**Consigne:**
Reproduisez les lignes qui vont de celle contenant « Security feed analysis: the operator needs to locate white and » jusqu'à la fin des enregistrements, bornes comprises, en substituant « analyst » à « operator » sans rien modifier d'autre.

**Entrées pour l'annotation de boîtes englobantes:**
-----

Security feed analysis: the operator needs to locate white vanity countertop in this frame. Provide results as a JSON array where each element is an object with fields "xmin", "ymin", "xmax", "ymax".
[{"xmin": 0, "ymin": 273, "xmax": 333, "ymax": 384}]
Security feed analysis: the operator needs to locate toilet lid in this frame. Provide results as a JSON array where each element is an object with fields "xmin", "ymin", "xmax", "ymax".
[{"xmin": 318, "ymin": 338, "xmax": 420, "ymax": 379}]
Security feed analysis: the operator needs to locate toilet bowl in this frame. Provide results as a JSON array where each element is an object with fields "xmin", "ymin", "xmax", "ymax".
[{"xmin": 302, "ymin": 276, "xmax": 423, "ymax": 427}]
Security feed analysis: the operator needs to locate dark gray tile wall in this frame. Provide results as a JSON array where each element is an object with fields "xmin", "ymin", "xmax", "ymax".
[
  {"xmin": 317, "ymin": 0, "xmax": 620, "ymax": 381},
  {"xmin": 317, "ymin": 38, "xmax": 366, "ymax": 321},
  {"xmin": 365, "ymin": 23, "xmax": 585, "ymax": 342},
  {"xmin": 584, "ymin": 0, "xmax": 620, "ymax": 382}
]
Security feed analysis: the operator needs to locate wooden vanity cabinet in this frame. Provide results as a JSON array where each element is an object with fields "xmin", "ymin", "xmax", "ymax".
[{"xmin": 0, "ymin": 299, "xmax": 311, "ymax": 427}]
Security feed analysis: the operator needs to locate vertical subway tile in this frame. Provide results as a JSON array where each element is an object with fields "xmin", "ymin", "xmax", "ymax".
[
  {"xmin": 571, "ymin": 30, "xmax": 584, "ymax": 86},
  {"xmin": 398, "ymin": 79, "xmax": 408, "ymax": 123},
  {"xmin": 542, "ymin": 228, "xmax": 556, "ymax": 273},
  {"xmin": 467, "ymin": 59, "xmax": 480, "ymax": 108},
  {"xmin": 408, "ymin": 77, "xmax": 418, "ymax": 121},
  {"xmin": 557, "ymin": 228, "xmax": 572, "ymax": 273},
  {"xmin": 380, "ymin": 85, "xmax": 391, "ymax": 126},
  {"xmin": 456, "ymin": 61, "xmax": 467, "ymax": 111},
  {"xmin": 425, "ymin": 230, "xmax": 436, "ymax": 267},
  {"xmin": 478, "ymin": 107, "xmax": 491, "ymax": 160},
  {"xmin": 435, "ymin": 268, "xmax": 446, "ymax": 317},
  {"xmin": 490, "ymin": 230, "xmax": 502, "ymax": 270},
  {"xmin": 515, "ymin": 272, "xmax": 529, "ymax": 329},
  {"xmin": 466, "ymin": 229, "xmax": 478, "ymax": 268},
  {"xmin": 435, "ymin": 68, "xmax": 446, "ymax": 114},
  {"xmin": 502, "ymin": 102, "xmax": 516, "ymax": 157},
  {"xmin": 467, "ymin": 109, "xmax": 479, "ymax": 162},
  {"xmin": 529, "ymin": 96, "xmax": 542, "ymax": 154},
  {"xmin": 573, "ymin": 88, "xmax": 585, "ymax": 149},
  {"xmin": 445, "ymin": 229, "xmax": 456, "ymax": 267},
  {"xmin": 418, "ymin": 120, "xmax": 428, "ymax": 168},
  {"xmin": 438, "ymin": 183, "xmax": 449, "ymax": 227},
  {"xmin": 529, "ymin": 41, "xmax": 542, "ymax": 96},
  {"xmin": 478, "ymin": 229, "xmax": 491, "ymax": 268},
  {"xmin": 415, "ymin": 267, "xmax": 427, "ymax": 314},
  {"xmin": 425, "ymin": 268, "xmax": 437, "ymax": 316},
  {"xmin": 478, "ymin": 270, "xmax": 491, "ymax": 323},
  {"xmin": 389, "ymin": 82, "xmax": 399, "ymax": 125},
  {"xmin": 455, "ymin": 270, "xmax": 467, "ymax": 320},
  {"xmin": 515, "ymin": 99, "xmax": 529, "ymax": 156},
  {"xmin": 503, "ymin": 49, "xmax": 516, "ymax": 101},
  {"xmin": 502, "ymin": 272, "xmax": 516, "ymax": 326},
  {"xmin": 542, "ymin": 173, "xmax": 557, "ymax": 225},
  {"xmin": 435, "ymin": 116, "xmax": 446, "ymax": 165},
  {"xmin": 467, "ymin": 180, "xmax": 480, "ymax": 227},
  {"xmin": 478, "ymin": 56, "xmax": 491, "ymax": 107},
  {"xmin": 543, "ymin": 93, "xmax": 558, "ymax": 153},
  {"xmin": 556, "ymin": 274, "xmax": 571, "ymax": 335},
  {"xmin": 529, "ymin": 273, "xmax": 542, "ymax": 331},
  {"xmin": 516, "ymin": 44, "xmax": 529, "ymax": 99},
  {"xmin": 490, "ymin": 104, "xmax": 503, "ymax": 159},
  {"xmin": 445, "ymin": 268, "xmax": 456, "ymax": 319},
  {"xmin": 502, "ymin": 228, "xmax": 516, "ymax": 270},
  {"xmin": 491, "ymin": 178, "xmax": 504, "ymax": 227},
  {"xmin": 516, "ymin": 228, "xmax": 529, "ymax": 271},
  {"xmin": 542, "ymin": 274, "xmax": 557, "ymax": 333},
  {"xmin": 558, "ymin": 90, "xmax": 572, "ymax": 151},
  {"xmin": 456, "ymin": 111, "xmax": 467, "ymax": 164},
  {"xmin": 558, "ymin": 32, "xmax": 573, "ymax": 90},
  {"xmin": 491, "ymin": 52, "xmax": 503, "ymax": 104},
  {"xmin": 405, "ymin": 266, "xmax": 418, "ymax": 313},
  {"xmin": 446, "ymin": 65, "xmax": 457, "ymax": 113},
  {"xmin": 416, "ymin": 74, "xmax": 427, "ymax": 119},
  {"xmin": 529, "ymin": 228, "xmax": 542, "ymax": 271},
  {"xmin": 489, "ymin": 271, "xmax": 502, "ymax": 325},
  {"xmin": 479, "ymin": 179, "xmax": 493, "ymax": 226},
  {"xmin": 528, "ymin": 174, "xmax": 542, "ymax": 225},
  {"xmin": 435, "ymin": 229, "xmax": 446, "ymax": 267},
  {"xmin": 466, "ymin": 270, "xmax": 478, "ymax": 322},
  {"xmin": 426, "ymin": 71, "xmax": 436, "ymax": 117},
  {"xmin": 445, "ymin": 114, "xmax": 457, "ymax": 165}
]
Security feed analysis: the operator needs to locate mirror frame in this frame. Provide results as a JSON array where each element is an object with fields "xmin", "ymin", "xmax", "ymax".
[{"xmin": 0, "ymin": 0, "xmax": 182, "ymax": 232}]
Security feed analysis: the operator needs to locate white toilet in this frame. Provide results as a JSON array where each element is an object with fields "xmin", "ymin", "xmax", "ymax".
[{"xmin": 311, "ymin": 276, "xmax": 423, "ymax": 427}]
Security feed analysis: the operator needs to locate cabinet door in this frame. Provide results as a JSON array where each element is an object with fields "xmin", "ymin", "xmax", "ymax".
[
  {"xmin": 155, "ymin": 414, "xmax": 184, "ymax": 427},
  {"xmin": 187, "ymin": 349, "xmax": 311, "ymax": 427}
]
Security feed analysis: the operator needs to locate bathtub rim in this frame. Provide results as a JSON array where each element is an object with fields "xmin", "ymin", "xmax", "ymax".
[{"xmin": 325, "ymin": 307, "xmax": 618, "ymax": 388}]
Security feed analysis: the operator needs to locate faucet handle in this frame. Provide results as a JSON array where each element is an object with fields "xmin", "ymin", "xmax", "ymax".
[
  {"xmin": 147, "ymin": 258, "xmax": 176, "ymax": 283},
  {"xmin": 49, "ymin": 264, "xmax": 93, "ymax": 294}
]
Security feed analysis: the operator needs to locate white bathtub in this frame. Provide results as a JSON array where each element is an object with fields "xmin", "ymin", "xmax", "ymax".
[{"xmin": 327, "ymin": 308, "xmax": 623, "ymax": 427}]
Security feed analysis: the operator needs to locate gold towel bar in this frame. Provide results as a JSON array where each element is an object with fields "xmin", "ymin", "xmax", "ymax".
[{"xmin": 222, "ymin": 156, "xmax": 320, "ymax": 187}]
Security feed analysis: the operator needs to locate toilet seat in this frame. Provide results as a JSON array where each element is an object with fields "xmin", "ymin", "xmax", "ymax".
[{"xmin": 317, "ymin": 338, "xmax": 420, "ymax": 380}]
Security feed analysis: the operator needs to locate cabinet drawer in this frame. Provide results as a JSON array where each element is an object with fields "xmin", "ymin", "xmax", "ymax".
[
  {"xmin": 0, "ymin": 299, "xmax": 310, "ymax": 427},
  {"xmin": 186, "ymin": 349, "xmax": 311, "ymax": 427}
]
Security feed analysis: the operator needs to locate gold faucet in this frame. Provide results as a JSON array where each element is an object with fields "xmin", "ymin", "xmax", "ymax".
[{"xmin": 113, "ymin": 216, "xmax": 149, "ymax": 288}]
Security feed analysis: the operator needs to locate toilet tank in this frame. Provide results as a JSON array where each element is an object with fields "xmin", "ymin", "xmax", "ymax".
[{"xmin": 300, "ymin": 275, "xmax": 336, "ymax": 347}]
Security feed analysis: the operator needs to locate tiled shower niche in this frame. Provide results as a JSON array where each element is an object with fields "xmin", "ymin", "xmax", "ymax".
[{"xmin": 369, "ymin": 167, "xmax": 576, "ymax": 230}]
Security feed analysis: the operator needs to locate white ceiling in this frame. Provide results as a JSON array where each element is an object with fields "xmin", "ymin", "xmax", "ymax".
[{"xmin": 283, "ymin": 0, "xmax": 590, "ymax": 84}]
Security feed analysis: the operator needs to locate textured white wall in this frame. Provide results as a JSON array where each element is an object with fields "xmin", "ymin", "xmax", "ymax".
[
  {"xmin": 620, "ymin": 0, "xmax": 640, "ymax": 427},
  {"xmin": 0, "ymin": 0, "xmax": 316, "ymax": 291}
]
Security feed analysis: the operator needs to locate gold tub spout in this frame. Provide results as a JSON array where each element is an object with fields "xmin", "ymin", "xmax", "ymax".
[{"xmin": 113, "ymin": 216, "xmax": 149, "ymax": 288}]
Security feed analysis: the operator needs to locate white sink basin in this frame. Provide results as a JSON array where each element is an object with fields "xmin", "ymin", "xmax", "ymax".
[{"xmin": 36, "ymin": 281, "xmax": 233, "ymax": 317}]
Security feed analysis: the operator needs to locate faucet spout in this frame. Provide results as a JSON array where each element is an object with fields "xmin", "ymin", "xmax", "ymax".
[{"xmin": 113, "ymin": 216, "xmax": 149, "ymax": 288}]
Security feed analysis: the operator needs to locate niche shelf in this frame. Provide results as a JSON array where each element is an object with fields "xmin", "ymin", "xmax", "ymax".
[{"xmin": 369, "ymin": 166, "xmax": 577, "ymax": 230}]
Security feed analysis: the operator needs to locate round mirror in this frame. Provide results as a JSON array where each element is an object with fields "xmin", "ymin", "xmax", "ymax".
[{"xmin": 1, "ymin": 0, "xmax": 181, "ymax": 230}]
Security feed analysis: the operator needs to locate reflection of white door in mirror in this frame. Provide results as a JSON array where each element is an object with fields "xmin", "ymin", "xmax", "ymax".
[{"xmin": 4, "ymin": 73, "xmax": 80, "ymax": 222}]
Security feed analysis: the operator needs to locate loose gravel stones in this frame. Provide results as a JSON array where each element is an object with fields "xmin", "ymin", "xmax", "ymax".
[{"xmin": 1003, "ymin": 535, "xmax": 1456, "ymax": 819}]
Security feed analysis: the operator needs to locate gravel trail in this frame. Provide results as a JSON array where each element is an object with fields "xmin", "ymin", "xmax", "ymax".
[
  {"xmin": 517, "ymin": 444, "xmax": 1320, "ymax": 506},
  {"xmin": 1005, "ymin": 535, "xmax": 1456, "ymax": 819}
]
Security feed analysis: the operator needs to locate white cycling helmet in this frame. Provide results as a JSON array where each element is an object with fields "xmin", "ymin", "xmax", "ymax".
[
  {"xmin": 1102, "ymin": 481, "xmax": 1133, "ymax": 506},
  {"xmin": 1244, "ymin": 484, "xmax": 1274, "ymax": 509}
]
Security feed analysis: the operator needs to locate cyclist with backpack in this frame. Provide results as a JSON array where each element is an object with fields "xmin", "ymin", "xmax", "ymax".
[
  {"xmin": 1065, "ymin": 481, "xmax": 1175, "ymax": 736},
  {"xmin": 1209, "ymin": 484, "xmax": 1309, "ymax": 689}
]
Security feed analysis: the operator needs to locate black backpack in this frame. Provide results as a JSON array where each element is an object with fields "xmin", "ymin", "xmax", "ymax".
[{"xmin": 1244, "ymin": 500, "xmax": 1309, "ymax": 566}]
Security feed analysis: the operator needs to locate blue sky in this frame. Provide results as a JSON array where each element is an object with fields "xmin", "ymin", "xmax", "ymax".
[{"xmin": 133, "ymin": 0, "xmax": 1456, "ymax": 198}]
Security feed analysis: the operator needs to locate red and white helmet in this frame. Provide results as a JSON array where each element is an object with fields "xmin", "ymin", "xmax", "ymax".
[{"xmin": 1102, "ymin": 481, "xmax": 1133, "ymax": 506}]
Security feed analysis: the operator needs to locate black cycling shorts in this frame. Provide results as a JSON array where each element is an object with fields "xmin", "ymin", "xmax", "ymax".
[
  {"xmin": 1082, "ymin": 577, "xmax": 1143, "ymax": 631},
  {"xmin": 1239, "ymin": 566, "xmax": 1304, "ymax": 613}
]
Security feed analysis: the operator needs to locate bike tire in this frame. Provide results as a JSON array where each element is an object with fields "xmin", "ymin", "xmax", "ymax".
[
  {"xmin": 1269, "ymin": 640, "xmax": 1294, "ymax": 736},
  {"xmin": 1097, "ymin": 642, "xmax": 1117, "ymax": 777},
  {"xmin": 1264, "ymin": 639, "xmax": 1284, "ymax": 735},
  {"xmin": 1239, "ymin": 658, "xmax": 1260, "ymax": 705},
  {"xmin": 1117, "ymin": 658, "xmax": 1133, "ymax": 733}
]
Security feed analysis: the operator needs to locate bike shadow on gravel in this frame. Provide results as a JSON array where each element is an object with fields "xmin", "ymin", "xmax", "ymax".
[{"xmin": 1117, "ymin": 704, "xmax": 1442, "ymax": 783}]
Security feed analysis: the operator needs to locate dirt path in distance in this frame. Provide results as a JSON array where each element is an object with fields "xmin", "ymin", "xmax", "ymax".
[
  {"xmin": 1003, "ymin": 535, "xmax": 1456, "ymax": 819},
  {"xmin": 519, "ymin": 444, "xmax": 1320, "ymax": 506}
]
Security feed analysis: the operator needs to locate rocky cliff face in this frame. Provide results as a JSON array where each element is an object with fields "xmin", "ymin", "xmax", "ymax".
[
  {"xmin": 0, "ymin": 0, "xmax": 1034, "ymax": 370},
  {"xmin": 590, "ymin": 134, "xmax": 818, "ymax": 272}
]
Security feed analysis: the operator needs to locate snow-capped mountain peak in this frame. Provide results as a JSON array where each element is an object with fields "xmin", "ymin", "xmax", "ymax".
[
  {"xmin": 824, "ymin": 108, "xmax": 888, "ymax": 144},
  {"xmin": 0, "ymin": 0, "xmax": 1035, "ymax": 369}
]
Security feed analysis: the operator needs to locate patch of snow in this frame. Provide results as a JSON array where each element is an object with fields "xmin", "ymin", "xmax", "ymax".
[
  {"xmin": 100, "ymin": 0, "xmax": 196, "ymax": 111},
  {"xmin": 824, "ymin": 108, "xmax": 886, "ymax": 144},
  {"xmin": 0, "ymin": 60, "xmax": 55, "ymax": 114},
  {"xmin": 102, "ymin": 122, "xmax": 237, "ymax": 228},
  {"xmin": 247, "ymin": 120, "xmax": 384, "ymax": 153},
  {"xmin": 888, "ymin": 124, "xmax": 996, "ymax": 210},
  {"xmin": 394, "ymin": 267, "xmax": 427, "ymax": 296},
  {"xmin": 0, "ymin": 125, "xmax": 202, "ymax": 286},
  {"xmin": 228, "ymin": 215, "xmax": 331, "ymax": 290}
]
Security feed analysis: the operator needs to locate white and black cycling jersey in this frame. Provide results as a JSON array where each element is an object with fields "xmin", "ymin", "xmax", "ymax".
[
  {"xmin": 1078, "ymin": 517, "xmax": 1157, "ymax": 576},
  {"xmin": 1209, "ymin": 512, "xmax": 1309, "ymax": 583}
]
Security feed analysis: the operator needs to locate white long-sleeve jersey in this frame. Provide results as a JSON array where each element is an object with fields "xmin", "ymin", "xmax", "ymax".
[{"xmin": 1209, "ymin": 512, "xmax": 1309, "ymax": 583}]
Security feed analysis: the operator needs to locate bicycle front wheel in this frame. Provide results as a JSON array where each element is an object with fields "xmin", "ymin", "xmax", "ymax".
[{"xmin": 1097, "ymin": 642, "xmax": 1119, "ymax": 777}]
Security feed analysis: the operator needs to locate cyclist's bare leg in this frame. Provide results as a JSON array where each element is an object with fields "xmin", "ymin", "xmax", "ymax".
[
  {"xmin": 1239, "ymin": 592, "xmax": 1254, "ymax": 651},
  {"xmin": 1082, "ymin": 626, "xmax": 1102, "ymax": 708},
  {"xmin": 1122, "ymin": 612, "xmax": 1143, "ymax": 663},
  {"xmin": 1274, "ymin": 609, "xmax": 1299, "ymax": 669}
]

-----

**Résultat de la tâche:**
Security feed analysis: the analyst needs to locate white and black cycling jersey in this frame. Provide results as a JSON array where each element is an object with fields "xmin", "ymin", "xmax", "ymax".
[
  {"xmin": 1078, "ymin": 517, "xmax": 1157, "ymax": 576},
  {"xmin": 1209, "ymin": 512, "xmax": 1309, "ymax": 583}
]
Security feed analysis: the analyst needs to locate white long-sleeve jersey in this frame. Provide results as a JSON array where each element is an object with fields "xmin", "ymin", "xmax", "ymax".
[{"xmin": 1209, "ymin": 512, "xmax": 1309, "ymax": 583}]
Security feed analysis: the analyst needs to locate bicycle front wheel in this frame. Provide results as a JSON array where each element is an object with fields "xmin", "ymin", "xmax", "ymax".
[{"xmin": 1097, "ymin": 642, "xmax": 1119, "ymax": 777}]
Security feed analysis: the analyst needs to locate cyclist's bare leg in this frame. Provide results as a JSON array where each element is an object with fields "xmin", "ymin", "xmax", "ymax".
[
  {"xmin": 1239, "ymin": 592, "xmax": 1254, "ymax": 651},
  {"xmin": 1082, "ymin": 626, "xmax": 1102, "ymax": 708},
  {"xmin": 1122, "ymin": 612, "xmax": 1143, "ymax": 663},
  {"xmin": 1274, "ymin": 609, "xmax": 1299, "ymax": 669}
]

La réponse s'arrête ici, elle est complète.